(Required action) The answer should be a single number, the count of lines in this material that contain "sign".

(Records for the exercise)
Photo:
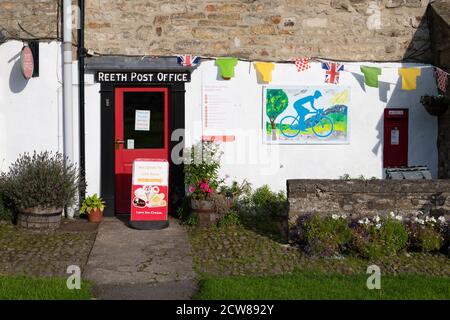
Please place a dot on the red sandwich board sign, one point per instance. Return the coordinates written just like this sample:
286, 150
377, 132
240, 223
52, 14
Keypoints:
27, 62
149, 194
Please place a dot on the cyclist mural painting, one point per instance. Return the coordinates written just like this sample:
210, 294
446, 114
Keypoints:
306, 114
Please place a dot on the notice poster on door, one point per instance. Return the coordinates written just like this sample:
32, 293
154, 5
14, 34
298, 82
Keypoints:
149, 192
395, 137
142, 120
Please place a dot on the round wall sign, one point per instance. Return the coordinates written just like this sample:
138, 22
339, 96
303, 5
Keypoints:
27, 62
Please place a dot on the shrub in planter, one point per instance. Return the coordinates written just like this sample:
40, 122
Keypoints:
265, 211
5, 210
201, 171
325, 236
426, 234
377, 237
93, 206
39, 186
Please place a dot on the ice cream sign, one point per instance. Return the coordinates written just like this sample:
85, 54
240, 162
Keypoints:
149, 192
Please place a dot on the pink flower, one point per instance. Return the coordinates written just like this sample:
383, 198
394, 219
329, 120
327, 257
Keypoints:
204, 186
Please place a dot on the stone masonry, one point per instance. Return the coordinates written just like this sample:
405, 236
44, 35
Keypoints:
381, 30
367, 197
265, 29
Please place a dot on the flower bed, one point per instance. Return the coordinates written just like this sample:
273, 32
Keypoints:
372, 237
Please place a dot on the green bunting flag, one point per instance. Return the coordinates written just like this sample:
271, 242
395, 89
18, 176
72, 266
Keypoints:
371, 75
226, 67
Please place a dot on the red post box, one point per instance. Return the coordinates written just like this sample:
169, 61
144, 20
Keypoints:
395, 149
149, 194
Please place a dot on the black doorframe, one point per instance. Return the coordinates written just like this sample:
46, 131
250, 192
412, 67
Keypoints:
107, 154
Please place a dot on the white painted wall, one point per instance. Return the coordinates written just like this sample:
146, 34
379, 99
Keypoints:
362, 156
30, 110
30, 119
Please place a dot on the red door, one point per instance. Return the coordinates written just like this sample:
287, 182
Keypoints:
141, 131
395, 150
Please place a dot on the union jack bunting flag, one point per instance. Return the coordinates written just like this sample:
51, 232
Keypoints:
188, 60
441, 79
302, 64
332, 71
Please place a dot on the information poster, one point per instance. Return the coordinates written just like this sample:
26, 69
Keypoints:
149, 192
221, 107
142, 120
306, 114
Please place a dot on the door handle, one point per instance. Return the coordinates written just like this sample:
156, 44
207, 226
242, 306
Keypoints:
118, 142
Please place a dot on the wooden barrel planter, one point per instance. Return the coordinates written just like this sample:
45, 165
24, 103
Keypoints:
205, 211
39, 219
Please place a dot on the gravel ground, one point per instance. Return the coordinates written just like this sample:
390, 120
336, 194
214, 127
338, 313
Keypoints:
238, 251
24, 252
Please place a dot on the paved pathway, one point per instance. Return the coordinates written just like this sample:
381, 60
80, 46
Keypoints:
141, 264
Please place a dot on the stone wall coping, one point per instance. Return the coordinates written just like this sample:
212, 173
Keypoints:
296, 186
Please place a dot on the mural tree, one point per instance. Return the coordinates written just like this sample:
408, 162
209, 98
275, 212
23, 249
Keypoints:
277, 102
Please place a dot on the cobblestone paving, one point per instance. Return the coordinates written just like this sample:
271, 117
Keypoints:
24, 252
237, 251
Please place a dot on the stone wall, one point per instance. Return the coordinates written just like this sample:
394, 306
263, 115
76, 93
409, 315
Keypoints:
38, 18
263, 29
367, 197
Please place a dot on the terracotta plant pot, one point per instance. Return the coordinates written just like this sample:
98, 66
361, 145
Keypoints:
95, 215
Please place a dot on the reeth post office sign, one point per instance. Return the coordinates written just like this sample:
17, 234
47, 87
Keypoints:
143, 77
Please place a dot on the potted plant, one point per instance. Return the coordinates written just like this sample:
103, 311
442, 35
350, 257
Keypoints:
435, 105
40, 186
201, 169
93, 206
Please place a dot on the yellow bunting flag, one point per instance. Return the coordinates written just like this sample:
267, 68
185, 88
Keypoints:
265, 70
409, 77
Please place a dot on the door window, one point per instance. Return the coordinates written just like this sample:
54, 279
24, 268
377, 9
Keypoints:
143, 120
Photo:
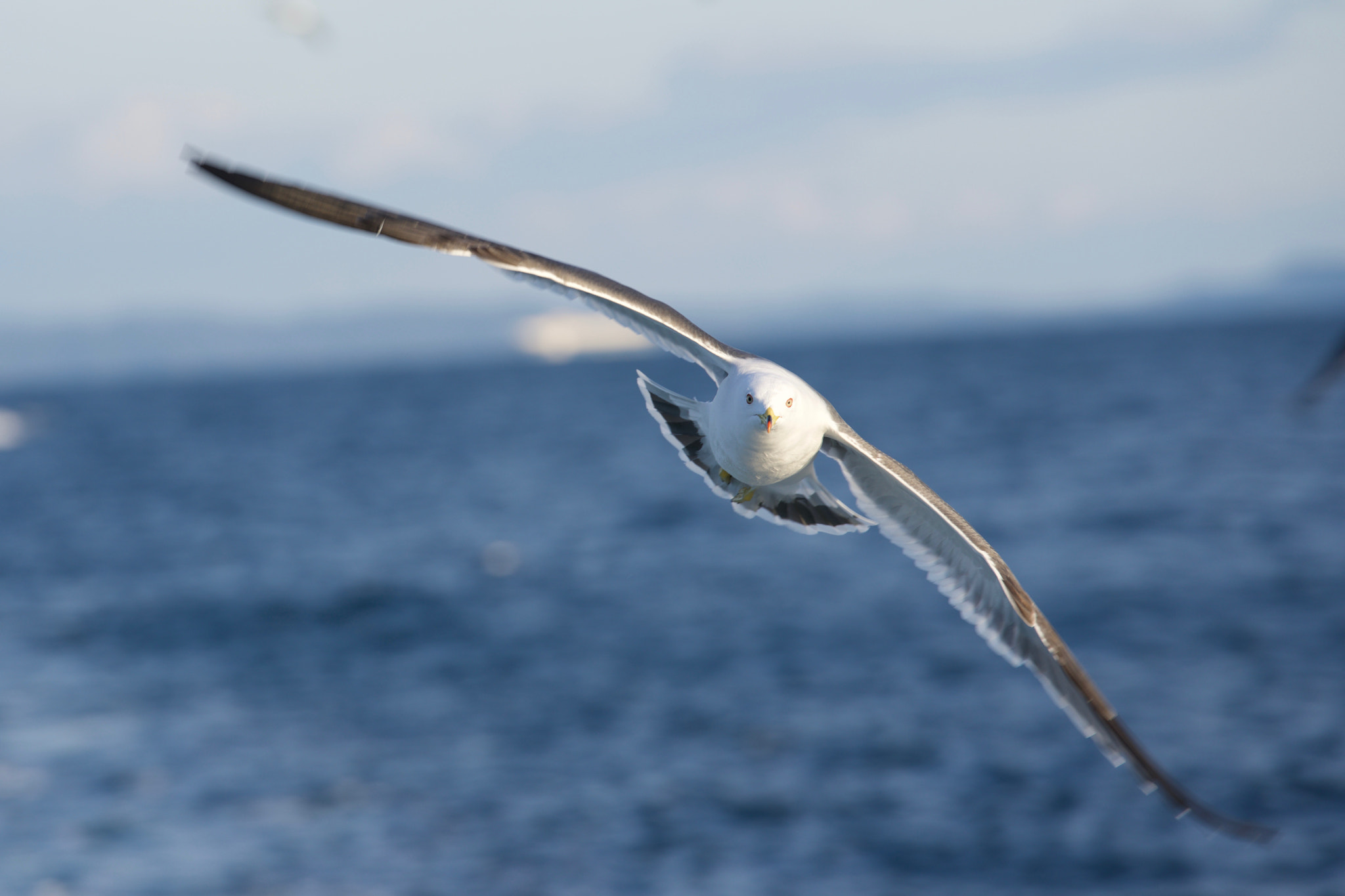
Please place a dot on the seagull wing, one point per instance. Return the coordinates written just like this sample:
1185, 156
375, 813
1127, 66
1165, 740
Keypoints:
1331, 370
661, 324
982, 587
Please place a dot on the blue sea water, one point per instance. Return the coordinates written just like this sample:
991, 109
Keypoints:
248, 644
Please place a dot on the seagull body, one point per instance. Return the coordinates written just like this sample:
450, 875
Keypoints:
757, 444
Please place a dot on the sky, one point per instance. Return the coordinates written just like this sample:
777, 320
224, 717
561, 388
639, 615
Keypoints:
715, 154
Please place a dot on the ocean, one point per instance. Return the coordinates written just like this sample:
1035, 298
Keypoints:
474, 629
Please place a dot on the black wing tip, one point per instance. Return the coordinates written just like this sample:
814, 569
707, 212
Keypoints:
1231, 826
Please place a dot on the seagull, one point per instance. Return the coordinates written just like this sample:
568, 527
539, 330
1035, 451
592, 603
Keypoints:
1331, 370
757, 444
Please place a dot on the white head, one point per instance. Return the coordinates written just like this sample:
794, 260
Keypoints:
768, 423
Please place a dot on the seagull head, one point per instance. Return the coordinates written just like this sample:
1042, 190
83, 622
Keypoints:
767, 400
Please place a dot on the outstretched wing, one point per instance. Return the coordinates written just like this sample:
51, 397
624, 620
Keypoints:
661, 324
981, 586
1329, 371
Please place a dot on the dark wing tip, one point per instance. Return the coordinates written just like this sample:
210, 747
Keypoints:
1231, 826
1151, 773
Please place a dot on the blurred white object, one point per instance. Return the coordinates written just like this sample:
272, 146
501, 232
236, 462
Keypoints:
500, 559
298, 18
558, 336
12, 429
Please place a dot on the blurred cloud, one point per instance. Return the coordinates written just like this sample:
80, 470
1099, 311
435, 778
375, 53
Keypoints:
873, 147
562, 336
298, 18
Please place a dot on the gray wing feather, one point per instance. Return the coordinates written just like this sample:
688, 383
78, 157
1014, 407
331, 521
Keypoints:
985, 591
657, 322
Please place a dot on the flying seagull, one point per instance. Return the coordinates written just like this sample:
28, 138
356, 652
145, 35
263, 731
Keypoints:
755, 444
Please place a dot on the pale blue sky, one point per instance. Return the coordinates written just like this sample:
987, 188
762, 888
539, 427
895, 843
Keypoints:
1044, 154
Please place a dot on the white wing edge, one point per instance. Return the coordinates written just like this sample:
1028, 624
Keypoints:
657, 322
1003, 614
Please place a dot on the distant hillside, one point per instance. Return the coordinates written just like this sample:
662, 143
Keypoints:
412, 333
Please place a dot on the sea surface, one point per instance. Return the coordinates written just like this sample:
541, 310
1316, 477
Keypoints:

(Answer to the problem) 4